═══ Input rows ═══

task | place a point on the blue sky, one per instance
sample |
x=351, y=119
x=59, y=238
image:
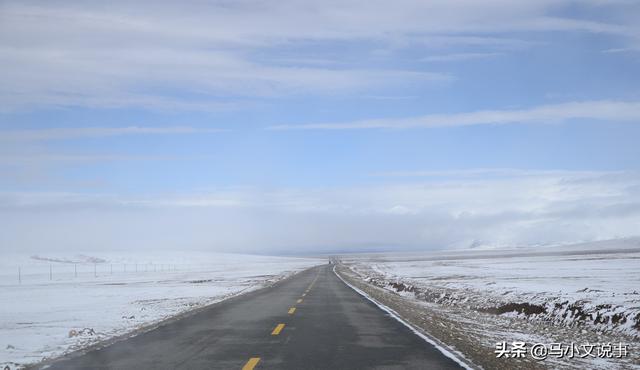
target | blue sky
x=227, y=125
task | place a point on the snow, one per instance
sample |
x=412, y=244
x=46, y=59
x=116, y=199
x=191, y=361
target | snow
x=48, y=310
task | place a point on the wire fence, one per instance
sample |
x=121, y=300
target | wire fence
x=82, y=271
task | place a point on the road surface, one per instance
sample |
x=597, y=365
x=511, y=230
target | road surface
x=311, y=321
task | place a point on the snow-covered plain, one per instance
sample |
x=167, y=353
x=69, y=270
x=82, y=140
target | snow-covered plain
x=54, y=304
x=555, y=292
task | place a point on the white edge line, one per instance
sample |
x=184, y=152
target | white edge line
x=454, y=355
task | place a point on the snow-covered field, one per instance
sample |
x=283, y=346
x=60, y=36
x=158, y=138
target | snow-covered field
x=53, y=304
x=589, y=289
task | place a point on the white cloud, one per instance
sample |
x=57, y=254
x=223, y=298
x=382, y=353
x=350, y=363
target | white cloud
x=520, y=207
x=459, y=57
x=605, y=110
x=202, y=55
x=48, y=134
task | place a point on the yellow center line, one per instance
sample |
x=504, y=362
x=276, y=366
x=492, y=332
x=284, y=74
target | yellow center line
x=278, y=329
x=253, y=361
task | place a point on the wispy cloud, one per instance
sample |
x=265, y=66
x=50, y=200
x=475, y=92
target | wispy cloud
x=96, y=132
x=169, y=56
x=605, y=110
x=520, y=207
x=459, y=57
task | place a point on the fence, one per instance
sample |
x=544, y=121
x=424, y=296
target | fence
x=39, y=273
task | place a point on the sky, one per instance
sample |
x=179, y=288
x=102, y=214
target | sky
x=317, y=126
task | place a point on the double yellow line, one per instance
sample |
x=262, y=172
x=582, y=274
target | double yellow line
x=253, y=361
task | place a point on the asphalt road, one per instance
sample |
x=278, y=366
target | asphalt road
x=311, y=321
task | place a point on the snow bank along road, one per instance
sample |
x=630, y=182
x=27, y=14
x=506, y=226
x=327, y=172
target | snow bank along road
x=310, y=321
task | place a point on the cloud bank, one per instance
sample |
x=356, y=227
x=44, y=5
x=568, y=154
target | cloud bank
x=504, y=207
x=211, y=55
x=604, y=110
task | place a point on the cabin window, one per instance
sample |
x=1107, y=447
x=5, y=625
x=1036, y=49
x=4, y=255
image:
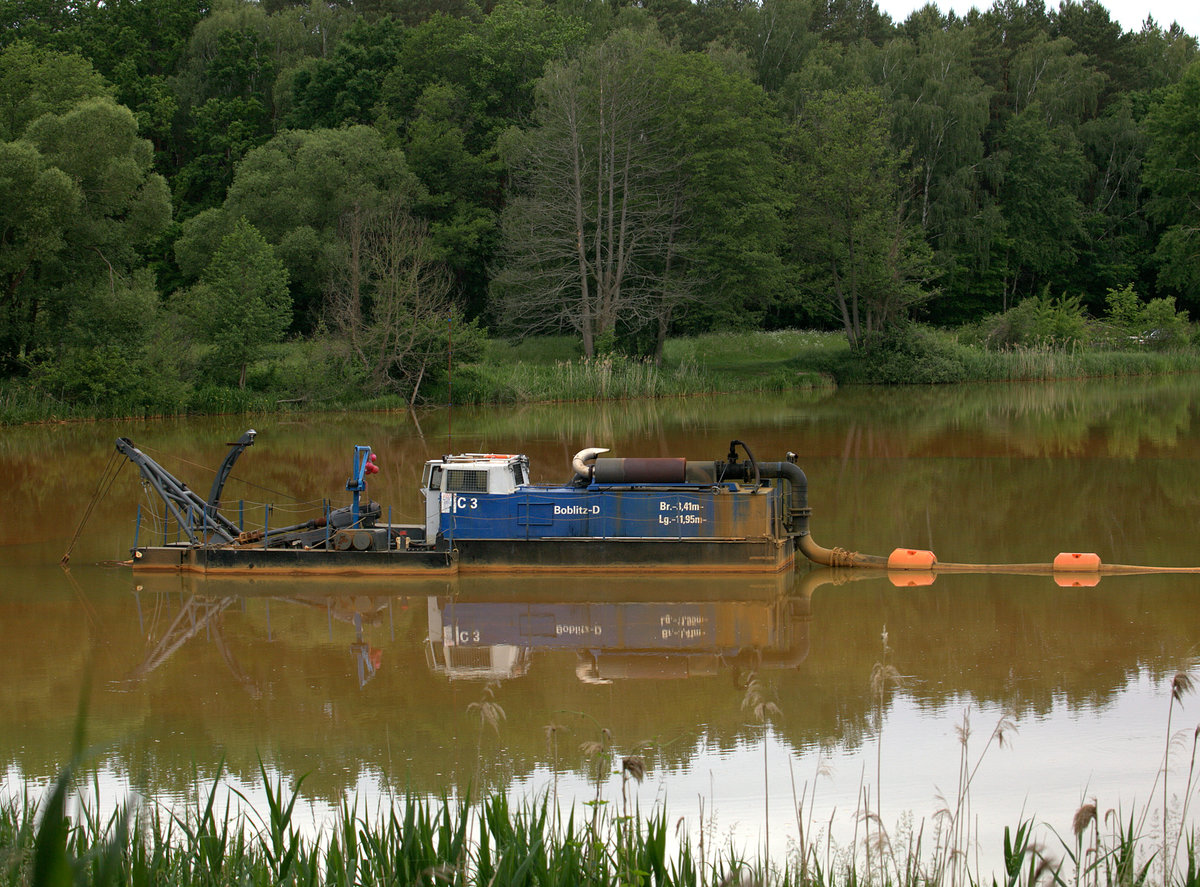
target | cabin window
x=467, y=480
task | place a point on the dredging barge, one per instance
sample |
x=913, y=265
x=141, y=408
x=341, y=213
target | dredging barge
x=483, y=514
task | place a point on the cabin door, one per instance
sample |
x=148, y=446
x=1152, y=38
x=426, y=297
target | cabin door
x=432, y=492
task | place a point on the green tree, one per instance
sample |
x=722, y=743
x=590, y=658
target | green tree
x=79, y=201
x=294, y=190
x=390, y=300
x=725, y=139
x=862, y=253
x=241, y=304
x=1039, y=171
x=940, y=112
x=1173, y=175
x=588, y=227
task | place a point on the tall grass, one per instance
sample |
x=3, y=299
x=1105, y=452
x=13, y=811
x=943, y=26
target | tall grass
x=495, y=843
x=412, y=841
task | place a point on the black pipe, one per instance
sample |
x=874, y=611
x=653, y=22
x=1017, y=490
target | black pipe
x=796, y=520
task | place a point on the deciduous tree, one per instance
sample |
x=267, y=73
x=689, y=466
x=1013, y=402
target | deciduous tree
x=864, y=256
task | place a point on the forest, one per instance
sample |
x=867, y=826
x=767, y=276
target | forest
x=186, y=185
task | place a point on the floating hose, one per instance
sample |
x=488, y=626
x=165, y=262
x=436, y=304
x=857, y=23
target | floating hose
x=907, y=559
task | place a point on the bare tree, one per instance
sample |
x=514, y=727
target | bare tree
x=390, y=299
x=592, y=225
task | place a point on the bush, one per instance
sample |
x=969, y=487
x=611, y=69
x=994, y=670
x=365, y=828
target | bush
x=1037, y=321
x=905, y=355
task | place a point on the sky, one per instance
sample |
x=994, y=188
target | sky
x=1129, y=13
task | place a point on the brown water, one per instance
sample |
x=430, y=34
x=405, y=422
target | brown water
x=363, y=684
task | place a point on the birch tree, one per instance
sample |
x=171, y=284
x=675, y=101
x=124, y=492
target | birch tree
x=589, y=228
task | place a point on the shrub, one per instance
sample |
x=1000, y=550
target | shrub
x=907, y=354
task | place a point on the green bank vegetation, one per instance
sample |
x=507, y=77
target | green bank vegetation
x=605, y=840
x=252, y=205
x=1042, y=339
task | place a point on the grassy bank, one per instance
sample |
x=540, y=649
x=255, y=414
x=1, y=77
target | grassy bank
x=298, y=376
x=495, y=844
x=607, y=840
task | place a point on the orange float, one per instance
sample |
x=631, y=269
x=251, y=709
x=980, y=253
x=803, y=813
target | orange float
x=911, y=559
x=1077, y=562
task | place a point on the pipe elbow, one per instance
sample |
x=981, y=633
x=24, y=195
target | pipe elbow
x=585, y=461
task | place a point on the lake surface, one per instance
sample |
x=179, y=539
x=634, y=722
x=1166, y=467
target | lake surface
x=367, y=685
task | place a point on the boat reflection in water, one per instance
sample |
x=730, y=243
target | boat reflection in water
x=659, y=629
x=492, y=629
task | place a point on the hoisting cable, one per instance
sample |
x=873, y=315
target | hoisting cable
x=207, y=469
x=102, y=486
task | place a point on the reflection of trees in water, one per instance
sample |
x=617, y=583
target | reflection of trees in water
x=1009, y=641
x=306, y=456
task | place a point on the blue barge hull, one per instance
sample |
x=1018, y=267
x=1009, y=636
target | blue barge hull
x=484, y=515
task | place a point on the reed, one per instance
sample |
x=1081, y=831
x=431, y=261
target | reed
x=496, y=843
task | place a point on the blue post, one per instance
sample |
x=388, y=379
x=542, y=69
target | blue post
x=357, y=484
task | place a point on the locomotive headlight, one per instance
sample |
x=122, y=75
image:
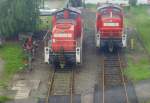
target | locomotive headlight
x=54, y=40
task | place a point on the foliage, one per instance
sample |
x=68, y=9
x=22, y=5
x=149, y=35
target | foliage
x=132, y=2
x=138, y=18
x=3, y=99
x=138, y=71
x=18, y=15
x=13, y=56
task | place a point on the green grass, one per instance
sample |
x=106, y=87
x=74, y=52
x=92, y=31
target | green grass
x=44, y=23
x=4, y=99
x=139, y=18
x=13, y=56
x=138, y=71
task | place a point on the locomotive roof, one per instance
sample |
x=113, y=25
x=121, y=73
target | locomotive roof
x=109, y=5
x=70, y=9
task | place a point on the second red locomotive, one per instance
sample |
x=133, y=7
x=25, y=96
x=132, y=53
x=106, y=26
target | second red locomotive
x=110, y=27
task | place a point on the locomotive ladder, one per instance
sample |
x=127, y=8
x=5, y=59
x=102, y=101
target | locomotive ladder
x=112, y=77
x=61, y=82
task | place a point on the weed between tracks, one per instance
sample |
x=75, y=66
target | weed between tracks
x=13, y=56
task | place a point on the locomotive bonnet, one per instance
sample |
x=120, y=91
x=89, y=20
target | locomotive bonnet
x=110, y=31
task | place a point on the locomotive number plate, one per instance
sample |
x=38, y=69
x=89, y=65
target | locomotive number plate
x=111, y=24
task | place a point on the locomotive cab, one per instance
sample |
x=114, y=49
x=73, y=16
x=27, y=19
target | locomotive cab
x=110, y=27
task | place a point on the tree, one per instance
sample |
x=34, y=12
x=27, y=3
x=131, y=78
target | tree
x=132, y=2
x=18, y=16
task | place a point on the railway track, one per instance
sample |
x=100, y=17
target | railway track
x=61, y=83
x=113, y=80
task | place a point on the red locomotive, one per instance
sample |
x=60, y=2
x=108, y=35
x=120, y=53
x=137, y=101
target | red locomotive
x=65, y=43
x=110, y=27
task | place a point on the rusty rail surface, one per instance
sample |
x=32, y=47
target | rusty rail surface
x=112, y=76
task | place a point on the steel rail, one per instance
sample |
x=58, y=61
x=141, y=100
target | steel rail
x=123, y=79
x=50, y=85
x=51, y=82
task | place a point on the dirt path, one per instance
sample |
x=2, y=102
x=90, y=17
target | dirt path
x=53, y=4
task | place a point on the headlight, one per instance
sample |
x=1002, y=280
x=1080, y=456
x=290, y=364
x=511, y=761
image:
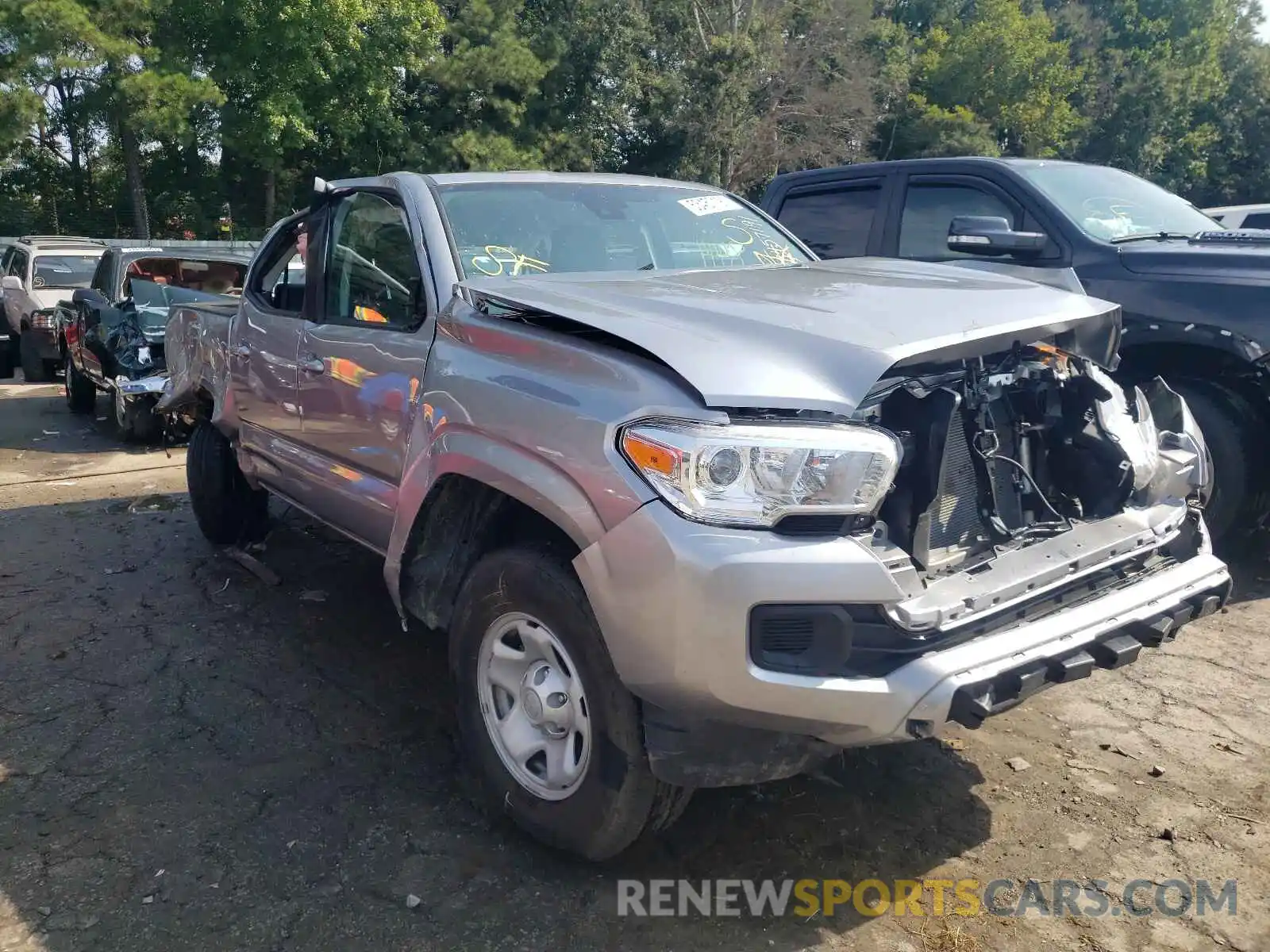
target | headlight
x=756, y=475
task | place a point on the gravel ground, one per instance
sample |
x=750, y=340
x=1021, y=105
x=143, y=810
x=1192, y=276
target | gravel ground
x=194, y=759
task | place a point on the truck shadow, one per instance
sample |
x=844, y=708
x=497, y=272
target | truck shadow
x=36, y=419
x=285, y=754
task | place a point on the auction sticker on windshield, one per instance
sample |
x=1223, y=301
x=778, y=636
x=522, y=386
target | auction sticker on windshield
x=710, y=205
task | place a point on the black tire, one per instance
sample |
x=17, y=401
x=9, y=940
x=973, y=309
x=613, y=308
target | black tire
x=1225, y=419
x=135, y=419
x=618, y=799
x=33, y=367
x=80, y=393
x=229, y=512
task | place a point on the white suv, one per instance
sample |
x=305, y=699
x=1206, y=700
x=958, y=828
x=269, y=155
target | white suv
x=1241, y=216
x=38, y=272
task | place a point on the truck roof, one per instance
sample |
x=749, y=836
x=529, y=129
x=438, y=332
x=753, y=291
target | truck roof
x=471, y=178
x=883, y=167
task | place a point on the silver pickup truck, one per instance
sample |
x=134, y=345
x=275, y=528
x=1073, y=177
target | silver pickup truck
x=694, y=508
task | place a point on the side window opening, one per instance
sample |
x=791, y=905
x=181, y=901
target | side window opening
x=833, y=222
x=929, y=209
x=279, y=279
x=372, y=271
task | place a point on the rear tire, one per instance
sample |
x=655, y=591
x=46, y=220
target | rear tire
x=80, y=393
x=33, y=367
x=229, y=512
x=1226, y=420
x=614, y=797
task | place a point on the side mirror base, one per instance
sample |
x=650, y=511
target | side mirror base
x=992, y=236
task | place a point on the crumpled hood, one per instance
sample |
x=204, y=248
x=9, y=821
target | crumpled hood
x=1185, y=258
x=50, y=298
x=814, y=336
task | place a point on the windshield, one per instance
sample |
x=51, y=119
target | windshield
x=64, y=271
x=1109, y=203
x=511, y=228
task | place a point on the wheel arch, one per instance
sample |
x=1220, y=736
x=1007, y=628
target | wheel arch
x=1216, y=361
x=461, y=520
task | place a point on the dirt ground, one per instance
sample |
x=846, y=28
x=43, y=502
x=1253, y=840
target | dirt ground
x=194, y=759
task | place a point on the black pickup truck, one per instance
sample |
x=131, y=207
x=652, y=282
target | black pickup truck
x=1195, y=298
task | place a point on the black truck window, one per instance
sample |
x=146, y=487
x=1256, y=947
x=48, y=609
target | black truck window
x=929, y=209
x=833, y=224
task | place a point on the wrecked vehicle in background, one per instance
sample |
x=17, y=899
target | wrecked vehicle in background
x=694, y=508
x=37, y=272
x=112, y=333
x=1193, y=291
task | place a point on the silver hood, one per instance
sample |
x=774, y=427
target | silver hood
x=814, y=336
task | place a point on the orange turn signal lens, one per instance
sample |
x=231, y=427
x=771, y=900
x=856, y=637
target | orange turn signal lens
x=652, y=456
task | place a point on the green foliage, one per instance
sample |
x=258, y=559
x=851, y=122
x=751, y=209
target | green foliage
x=124, y=116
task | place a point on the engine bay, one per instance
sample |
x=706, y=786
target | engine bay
x=1005, y=451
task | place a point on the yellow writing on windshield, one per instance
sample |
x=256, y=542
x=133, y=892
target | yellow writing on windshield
x=505, y=260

═══

To do ▸ Copy the entries from the line containing "task | place a point on the asphalt" through the line containing "x=432, y=492", swapping "cabin" for "wheelhouse" and keeping everything else the same. Leave the pictures out of your answer.

Exercise result ▸
task | place a point on the asphalt road, one per instance
sample |
x=278, y=366
target | asphalt road
x=311, y=321
task | place a point on the snow bank along road, one per instance
sample |
x=630, y=182
x=27, y=14
x=506, y=226
x=327, y=172
target | snow bank along road
x=310, y=321
task | place a point on the cloud bank, one per instance
sample |
x=356, y=227
x=44, y=5
x=568, y=154
target | cloud bank
x=504, y=207
x=211, y=55
x=604, y=110
task | place a point on the wheelhouse window, one per instance
sample |
x=1107, y=447
x=5, y=625
x=1036, y=49
x=4, y=255
image:
target | wheelhouse window
x=467, y=480
task | place a point on the dredging barge, one per instance
sample |
x=913, y=265
x=141, y=408
x=341, y=213
target | dredging barge
x=483, y=514
task | place a point on the wheelhouse door, one per instance
sample |
x=148, y=446
x=1152, y=38
x=426, y=297
target | wheelhouse door
x=432, y=492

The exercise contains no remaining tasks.